> SHORT EXERCISE 1
Starting with the first of the rows and going on through the line with "[(220, 322)]", give those lines again with "Put a point on" replaced by "Place a dot on" and everything else unchanged.

> EXCERPTED TEXT
----------------
The repository includes a number of example programs (under the examples/ folder) illustrating various uses of NData (doubly linked list, multithreading, global variables, panic handling, hot-reload, etc.). If you have cloned the GitHub repo, you can run these examples with Cargo. For instance, to run the Doubly Linked List example:

  cargo run --example doublylinkedlist

This will compile and execute examples/doublylinkedlist/src/main.rs, which demonstrates using a DataObject to implement a linked list (storing pointers to “next” and “prev” as DataObjects). Similarly, cargo run --example multithreaded will show usage of NData across threads, globals shows using NData as a global state store, and so on. These examples are a great way to see how the API is used in practice. Code Structure and Architecture

The NData codebase is organized into several modules, each handling a different aspect of the data structure implementation. The main components of the code and their roles are:

src/ndata.rs:

This is the library’s root module (lib). It defines the high-level interface (the NData struct or namespace with functions). In particular, it provides the NData::init, NData::gc, NData::mirror, and NData::print_heap functions that coordinate the global behavior. It also defines the NDataConfig struct used when mirroring data between dynamic libraries within the same process. Essentially, this module ties together the others – when you call ndata::init() it internally calls the init functions of the DataObject, DataArray, and DataBytes modules to set up all their heaps.
----------------
> SHORT EXERCISE 2
Using the NData excerpt, state whether each statement agrees with it. Answer yes or no and quote the deciding words.
(a) Running cargo run --example doublylinkedlist executes examples/doublylinkedlist/src/main.rs.
(b) The NDataConfig struct is used when mirroring data between separate processes.
(c) src/ndata.rs is the library's root module.
----------------
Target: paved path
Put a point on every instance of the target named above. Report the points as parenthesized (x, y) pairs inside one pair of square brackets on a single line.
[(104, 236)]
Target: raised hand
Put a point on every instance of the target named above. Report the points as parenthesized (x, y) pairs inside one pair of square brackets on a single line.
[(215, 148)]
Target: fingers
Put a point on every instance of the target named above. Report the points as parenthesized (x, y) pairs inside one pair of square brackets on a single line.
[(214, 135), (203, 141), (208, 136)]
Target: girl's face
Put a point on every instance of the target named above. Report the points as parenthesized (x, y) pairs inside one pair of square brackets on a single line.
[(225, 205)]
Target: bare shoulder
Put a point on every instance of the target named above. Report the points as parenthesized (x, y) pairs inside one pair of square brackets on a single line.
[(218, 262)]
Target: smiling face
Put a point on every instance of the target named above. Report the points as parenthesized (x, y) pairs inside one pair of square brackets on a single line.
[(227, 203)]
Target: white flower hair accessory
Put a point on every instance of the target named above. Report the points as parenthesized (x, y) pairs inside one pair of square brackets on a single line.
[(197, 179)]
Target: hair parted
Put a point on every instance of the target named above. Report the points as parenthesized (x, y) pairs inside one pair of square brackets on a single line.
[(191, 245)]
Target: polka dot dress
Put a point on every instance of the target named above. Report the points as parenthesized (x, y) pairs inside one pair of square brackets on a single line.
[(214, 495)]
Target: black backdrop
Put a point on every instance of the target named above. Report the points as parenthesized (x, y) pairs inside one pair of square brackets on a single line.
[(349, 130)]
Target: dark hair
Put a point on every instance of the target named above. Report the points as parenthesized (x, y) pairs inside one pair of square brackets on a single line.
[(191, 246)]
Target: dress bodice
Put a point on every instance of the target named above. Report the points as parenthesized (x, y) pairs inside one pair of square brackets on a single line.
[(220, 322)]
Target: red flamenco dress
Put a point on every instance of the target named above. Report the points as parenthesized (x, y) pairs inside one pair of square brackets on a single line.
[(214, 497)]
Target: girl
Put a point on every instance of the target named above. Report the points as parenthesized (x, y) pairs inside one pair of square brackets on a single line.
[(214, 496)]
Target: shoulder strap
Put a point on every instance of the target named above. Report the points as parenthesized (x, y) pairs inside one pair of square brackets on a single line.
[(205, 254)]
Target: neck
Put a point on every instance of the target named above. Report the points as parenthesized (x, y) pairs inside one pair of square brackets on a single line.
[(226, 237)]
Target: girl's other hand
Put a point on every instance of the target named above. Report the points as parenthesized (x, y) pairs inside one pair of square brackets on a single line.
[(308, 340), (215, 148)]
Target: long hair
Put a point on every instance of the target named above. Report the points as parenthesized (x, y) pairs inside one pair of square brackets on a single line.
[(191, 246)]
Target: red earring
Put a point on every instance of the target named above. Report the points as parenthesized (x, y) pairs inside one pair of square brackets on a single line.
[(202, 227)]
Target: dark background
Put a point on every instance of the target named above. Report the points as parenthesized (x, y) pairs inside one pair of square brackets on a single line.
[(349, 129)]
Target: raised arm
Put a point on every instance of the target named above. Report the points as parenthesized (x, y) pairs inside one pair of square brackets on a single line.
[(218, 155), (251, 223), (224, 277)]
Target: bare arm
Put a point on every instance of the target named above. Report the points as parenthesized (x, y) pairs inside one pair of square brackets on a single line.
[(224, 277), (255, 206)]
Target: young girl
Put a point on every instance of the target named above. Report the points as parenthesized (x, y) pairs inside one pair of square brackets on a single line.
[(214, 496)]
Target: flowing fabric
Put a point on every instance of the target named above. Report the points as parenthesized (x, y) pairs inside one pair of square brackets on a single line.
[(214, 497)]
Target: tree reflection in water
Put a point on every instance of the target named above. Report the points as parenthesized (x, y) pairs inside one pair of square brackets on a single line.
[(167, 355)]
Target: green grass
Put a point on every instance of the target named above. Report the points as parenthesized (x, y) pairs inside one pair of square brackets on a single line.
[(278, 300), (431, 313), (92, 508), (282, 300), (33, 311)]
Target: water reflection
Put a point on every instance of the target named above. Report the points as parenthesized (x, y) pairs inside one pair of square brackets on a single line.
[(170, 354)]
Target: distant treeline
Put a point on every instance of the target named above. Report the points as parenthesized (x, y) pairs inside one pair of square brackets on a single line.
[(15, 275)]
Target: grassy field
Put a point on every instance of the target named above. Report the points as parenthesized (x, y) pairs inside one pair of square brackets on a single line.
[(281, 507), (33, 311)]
----------------
> EXERCISE SOLUTION 1
Target: paved path
Place a dot on every instance of the target named above. Report the points as parenthesized (x, y) pairs inside one pair of square brackets on a single line.
[(104, 236)]
Target: raised hand
Place a dot on every instance of the target named above. Report the points as parenthesized (x, y) pairs inside one pair of square brackets on a single line.
[(215, 148)]
Target: fingers
Place a dot on every instance of the target named above. Report the points as parenthesized (x, y) pairs inside one pair of square brackets on a single line.
[(214, 135), (203, 141), (208, 136)]
Target: girl's face
Place a dot on every instance of the target named above. Report the points as parenthesized (x, y) pairs inside one pair of square brackets on a single line.
[(225, 205)]
Target: bare shoulder
Place a dot on every instance of the target named above. Report the points as parenthesized (x, y) pairs inside one pair of square brackets on a single line.
[(218, 262)]
Target: smiling face
Place a dot on every instance of the target named above. Report the points as parenthesized (x, y) pairs inside one pair of square brackets on a single line.
[(227, 203)]
Target: white flower hair accessory
Place a dot on every instance of the target named above. Report the points as parenthesized (x, y) pairs inside one pair of square brackets on a single line.
[(197, 179)]
Target: hair parted
Place a dot on every instance of the target named above. Report the points as parenthesized (x, y) pairs inside one pair of square brackets on a single line.
[(191, 245)]
Target: polka dot dress
Place a dot on every instance of the target named above. Report the points as parenthesized (x, y) pairs inside one pair of square brackets on a single line.
[(214, 495)]
Target: black backdrop
Place a dot on every instance of the target named above. Report the points as parenthesized (x, y) pairs inside one pair of square brackets on a single line.
[(349, 130)]
Target: dark hair
Place a dot on every instance of the target named above. Report the points as parenthesized (x, y) pairs inside one pair of square brackets on a single line.
[(191, 246)]
Target: dress bodice
Place a dot on every instance of the target named above. Report the points as parenthesized (x, y) pairs inside one pair of square brackets on a single line.
[(220, 322)]

> EXERCISE SOLUTION 2
(a) Yes: "This will compile and execute examples/doublylinkedlist/src/main.rs"
(b) No: "used when mirroring data between dynamic libraries within the same process"
(c) Yes: "This is the library’s root module (lib)."